[Data lines]
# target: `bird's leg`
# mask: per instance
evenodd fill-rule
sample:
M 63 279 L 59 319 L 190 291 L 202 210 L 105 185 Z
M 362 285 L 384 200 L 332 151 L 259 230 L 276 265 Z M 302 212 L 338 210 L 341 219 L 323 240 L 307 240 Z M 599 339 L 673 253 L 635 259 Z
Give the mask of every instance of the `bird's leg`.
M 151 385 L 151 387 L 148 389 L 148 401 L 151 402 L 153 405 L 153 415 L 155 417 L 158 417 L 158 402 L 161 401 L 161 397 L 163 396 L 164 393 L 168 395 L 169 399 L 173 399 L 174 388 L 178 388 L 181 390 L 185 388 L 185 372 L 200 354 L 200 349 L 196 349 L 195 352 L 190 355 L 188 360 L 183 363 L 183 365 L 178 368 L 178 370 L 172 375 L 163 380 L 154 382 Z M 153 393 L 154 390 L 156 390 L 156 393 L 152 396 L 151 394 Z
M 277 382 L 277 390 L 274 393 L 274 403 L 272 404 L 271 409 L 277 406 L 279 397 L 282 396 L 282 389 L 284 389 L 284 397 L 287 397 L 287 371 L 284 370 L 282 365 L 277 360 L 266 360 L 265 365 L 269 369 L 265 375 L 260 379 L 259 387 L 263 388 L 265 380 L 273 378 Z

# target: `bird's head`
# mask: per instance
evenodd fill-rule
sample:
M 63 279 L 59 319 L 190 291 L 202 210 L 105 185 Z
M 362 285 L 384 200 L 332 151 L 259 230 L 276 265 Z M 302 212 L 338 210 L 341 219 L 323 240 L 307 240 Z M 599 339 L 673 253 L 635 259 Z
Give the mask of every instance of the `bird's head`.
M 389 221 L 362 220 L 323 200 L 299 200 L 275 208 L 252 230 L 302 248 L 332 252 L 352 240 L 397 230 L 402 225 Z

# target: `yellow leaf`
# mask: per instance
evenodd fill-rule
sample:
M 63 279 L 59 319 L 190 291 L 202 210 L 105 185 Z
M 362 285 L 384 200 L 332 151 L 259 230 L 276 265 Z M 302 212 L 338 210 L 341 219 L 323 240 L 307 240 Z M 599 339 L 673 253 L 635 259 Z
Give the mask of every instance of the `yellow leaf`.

- [Your instructions]
State how many lines of the listing contain the string "leaf", counting only matches in that exact letter case, and reply with the number alone.

- [Answer to this problem]
2